• **EXERCISE**: Your task is to quote the material that follows, in full and exactly.

• **DATA FOR PROCESSING**:
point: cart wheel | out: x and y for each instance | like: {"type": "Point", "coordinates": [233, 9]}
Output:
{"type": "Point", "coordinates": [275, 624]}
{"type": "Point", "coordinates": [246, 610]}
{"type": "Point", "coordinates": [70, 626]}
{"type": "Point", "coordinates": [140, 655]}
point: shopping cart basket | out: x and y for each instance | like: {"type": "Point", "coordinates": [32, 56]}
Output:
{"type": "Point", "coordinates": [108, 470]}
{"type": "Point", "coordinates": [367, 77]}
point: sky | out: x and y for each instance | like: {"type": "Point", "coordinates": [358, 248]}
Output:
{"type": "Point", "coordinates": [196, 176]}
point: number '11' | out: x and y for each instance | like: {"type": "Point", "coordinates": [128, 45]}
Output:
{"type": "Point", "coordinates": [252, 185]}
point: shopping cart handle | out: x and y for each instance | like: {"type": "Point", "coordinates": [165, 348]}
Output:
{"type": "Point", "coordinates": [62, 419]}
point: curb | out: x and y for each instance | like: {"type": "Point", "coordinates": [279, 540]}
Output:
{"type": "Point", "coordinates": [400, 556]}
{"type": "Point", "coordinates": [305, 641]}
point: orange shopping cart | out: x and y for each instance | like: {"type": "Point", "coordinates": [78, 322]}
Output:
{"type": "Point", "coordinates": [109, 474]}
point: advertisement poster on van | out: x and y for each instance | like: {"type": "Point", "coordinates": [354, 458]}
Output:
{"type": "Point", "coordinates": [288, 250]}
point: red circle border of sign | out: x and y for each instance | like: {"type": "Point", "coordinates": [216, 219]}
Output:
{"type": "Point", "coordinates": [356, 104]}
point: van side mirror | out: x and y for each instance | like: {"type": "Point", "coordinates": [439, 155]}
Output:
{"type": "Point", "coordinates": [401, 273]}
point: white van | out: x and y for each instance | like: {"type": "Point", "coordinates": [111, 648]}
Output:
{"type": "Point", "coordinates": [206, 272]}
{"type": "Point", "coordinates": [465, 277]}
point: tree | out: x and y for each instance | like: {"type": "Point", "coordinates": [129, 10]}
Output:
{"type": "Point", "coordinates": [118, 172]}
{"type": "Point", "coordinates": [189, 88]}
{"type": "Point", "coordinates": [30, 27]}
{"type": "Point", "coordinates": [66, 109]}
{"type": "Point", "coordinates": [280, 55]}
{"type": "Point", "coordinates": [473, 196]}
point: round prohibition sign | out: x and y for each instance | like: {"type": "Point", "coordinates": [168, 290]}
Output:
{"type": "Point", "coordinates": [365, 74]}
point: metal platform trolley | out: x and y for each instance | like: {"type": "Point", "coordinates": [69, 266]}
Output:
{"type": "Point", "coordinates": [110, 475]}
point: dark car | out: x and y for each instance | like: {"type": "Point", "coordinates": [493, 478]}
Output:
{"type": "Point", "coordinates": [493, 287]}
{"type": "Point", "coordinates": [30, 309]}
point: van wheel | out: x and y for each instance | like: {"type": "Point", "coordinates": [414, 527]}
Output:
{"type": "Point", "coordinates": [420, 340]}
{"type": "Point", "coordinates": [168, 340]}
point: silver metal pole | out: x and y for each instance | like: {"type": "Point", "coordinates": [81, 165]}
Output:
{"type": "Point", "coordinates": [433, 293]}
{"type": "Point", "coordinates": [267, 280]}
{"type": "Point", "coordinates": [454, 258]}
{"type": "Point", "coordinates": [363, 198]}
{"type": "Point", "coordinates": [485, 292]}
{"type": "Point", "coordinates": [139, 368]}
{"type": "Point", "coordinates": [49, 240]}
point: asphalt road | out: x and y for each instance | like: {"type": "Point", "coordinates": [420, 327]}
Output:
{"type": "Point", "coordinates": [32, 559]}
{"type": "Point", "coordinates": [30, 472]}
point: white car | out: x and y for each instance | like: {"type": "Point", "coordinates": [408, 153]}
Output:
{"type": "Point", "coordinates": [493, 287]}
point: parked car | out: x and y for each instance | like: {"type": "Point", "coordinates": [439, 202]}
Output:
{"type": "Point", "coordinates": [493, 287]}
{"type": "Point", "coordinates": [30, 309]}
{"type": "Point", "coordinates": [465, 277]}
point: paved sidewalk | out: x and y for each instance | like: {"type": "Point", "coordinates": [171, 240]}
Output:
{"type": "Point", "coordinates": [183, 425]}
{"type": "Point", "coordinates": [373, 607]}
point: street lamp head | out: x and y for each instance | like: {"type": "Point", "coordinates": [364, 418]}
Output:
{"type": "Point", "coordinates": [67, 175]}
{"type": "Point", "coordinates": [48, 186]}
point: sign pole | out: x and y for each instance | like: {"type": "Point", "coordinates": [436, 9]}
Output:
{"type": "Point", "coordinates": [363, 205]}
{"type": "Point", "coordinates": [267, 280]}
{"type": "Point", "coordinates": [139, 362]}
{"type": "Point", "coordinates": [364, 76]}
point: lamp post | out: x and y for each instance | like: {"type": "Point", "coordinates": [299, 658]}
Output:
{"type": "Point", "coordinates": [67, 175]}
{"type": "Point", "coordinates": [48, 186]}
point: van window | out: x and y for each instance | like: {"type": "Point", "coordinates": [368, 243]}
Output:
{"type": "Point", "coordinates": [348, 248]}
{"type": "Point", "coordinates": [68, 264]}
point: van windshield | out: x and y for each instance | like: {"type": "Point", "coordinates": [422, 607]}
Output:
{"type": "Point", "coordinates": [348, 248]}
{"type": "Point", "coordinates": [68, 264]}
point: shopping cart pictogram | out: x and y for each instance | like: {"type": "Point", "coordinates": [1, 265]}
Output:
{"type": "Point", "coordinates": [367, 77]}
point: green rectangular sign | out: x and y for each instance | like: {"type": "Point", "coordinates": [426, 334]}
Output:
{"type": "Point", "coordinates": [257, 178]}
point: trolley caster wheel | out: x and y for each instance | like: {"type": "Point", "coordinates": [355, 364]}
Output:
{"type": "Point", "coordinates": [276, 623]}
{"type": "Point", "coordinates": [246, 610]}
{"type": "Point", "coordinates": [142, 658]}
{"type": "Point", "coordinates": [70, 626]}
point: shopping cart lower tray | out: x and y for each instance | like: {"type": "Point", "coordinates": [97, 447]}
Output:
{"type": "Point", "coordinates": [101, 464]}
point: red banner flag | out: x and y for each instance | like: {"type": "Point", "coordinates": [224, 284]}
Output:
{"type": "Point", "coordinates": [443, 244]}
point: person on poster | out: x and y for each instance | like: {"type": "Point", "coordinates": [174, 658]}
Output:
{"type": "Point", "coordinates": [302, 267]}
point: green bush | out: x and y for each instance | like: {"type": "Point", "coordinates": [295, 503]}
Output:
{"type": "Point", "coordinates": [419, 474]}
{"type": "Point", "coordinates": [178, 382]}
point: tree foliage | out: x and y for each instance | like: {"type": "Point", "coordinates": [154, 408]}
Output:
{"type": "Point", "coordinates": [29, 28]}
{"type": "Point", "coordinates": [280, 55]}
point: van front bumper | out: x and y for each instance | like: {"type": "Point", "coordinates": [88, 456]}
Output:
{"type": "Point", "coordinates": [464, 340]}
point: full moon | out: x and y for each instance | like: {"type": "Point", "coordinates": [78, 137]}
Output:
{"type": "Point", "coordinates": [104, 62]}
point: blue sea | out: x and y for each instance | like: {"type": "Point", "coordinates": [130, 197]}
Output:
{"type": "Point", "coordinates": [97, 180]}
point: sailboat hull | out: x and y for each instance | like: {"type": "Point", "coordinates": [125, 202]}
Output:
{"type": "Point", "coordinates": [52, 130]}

• **EXERCISE RESPONSE**:
point: cart wheel | out: x and y for each instance | like: {"type": "Point", "coordinates": [233, 9]}
Output:
{"type": "Point", "coordinates": [275, 624]}
{"type": "Point", "coordinates": [246, 610]}
{"type": "Point", "coordinates": [70, 626]}
{"type": "Point", "coordinates": [140, 655]}
point: shopping cart basket | out: x and y for each instance | like: {"type": "Point", "coordinates": [32, 56]}
Output:
{"type": "Point", "coordinates": [108, 470]}
{"type": "Point", "coordinates": [367, 77]}
point: sky | out: x and y for each instance | like: {"type": "Point", "coordinates": [358, 248]}
Output:
{"type": "Point", "coordinates": [196, 176]}
point: number '11' | out: x and y for each instance | like: {"type": "Point", "coordinates": [128, 45]}
Output:
{"type": "Point", "coordinates": [252, 185]}
point: shopping cart handle | out: x and y for each instance | like: {"type": "Point", "coordinates": [165, 348]}
Output:
{"type": "Point", "coordinates": [62, 419]}
point: curb | out: x and y for each instance | like: {"type": "Point", "coordinates": [279, 540]}
Output:
{"type": "Point", "coordinates": [400, 556]}
{"type": "Point", "coordinates": [305, 641]}
point: orange shopping cart | out: x and y for each instance | like: {"type": "Point", "coordinates": [78, 322]}
Output:
{"type": "Point", "coordinates": [109, 474]}
point: advertisement poster on van | out: x and y for each instance | like: {"type": "Point", "coordinates": [354, 458]}
Output:
{"type": "Point", "coordinates": [288, 250]}
point: red circle border of sign | out: x and y for each instance | like: {"type": "Point", "coordinates": [216, 219]}
Output:
{"type": "Point", "coordinates": [356, 104]}
point: van side mirror | out: x and y for each instance | like: {"type": "Point", "coordinates": [439, 155]}
Output:
{"type": "Point", "coordinates": [401, 273]}
point: white van | out: x and y for each instance | like: {"type": "Point", "coordinates": [111, 648]}
Output:
{"type": "Point", "coordinates": [206, 272]}
{"type": "Point", "coordinates": [465, 277]}
point: tree | out: x and y for each instance | like: {"type": "Point", "coordinates": [129, 10]}
Output:
{"type": "Point", "coordinates": [118, 172]}
{"type": "Point", "coordinates": [189, 88]}
{"type": "Point", "coordinates": [30, 27]}
{"type": "Point", "coordinates": [66, 109]}
{"type": "Point", "coordinates": [280, 55]}
{"type": "Point", "coordinates": [473, 196]}
point: round prohibition sign | out: x and y for each instance | like: {"type": "Point", "coordinates": [168, 290]}
Output:
{"type": "Point", "coordinates": [365, 74]}
point: metal platform trolley | out: x and y for each instance | like: {"type": "Point", "coordinates": [69, 266]}
Output:
{"type": "Point", "coordinates": [110, 475]}
point: dark car | out: x and y for each instance | like: {"type": "Point", "coordinates": [493, 478]}
Output:
{"type": "Point", "coordinates": [493, 287]}
{"type": "Point", "coordinates": [30, 309]}
point: van wheel | out: x and y for each instance | like: {"type": "Point", "coordinates": [414, 527]}
Output:
{"type": "Point", "coordinates": [420, 340]}
{"type": "Point", "coordinates": [168, 340]}
point: silver metal pole | out: x and y for each instance | like: {"type": "Point", "coordinates": [81, 165]}
Output:
{"type": "Point", "coordinates": [433, 293]}
{"type": "Point", "coordinates": [267, 280]}
{"type": "Point", "coordinates": [454, 258]}
{"type": "Point", "coordinates": [363, 198]}
{"type": "Point", "coordinates": [485, 292]}
{"type": "Point", "coordinates": [139, 368]}
{"type": "Point", "coordinates": [49, 240]}
point: asphalt road | out: x and y for each instance | like: {"type": "Point", "coordinates": [420, 327]}
Output:
{"type": "Point", "coordinates": [32, 559]}
{"type": "Point", "coordinates": [30, 472]}
point: white car | out: x and y for each instance | like: {"type": "Point", "coordinates": [408, 153]}
Output:
{"type": "Point", "coordinates": [493, 287]}
point: parked car | out: x and y for each instance | like: {"type": "Point", "coordinates": [439, 202]}
Output:
{"type": "Point", "coordinates": [493, 287]}
{"type": "Point", "coordinates": [30, 309]}
{"type": "Point", "coordinates": [465, 277]}
point: paved sidewalk | out: x and y for each instance | like: {"type": "Point", "coordinates": [171, 240]}
Output:
{"type": "Point", "coordinates": [183, 425]}
{"type": "Point", "coordinates": [373, 607]}
point: street lamp head | out: x and y for each instance | like: {"type": "Point", "coordinates": [364, 418]}
Output:
{"type": "Point", "coordinates": [67, 175]}
{"type": "Point", "coordinates": [48, 186]}
point: sign pole | out: x and y for each instance | like: {"type": "Point", "coordinates": [436, 9]}
Output:
{"type": "Point", "coordinates": [363, 205]}
{"type": "Point", "coordinates": [267, 280]}
{"type": "Point", "coordinates": [139, 362]}
{"type": "Point", "coordinates": [364, 76]}
point: lamp post | out: x and y for each instance | like: {"type": "Point", "coordinates": [299, 658]}
Output:
{"type": "Point", "coordinates": [67, 175]}
{"type": "Point", "coordinates": [48, 186]}
point: van window | out: x and y for each instance | like: {"type": "Point", "coordinates": [368, 243]}
Output:
{"type": "Point", "coordinates": [348, 248]}
{"type": "Point", "coordinates": [68, 264]}
point: van windshield | out: x and y for each instance | like: {"type": "Point", "coordinates": [422, 607]}
Output:
{"type": "Point", "coordinates": [348, 248]}
{"type": "Point", "coordinates": [68, 264]}
point: shopping cart pictogram | out: x and y for each instance | like: {"type": "Point", "coordinates": [1, 265]}
Output:
{"type": "Point", "coordinates": [367, 77]}
point: green rectangular sign | out: x and y for each instance | like: {"type": "Point", "coordinates": [426, 334]}
Output:
{"type": "Point", "coordinates": [257, 178]}
point: trolley caster wheel | out: x and y for each instance | like: {"type": "Point", "coordinates": [355, 364]}
Output:
{"type": "Point", "coordinates": [276, 623]}
{"type": "Point", "coordinates": [246, 610]}
{"type": "Point", "coordinates": [142, 658]}
{"type": "Point", "coordinates": [70, 626]}
point: shopping cart lower tray | out: x and y for each instance | like: {"type": "Point", "coordinates": [97, 447]}
Output:
{"type": "Point", "coordinates": [101, 464]}
point: red banner flag | out: x and y for each instance | like: {"type": "Point", "coordinates": [224, 284]}
Output:
{"type": "Point", "coordinates": [443, 244]}
point: person on poster | out: x and y for each instance | like: {"type": "Point", "coordinates": [174, 658]}
Output:
{"type": "Point", "coordinates": [302, 267]}
point: green bush | out: x and y for each instance | like: {"type": "Point", "coordinates": [295, 503]}
Output:
{"type": "Point", "coordinates": [419, 474]}
{"type": "Point", "coordinates": [178, 382]}
point: tree foliage | out: x and y for each instance | like: {"type": "Point", "coordinates": [154, 408]}
Output:
{"type": "Point", "coordinates": [29, 28]}
{"type": "Point", "coordinates": [280, 55]}
point: van front bumper | out: x and y for each instance | like: {"type": "Point", "coordinates": [88, 456]}
Output:
{"type": "Point", "coordinates": [464, 340]}
point: full moon | out: x and y for each instance | like: {"type": "Point", "coordinates": [78, 137]}
Output:
{"type": "Point", "coordinates": [104, 62]}
point: blue sea | out: x and y for each instance | like: {"type": "Point", "coordinates": [130, 197]}
Output:
{"type": "Point", "coordinates": [97, 180]}
point: sailboat hull | out: x and y for each instance | like: {"type": "Point", "coordinates": [125, 202]}
Output:
{"type": "Point", "coordinates": [52, 130]}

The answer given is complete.